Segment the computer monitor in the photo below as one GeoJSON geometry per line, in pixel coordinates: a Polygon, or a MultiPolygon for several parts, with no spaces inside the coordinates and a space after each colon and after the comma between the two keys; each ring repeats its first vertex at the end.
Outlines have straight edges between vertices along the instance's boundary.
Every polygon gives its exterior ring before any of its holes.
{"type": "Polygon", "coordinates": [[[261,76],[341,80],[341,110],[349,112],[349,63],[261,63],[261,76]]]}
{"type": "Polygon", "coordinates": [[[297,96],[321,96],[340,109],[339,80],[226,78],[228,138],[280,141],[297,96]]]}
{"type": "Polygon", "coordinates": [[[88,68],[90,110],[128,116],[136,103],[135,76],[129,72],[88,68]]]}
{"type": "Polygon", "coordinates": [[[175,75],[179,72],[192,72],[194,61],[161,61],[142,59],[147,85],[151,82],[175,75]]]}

====

▶ **Exercise objective**: Over all the entries, say how many lines hold the string "between". The reply is the number alone.

▶ **Answer box**: 2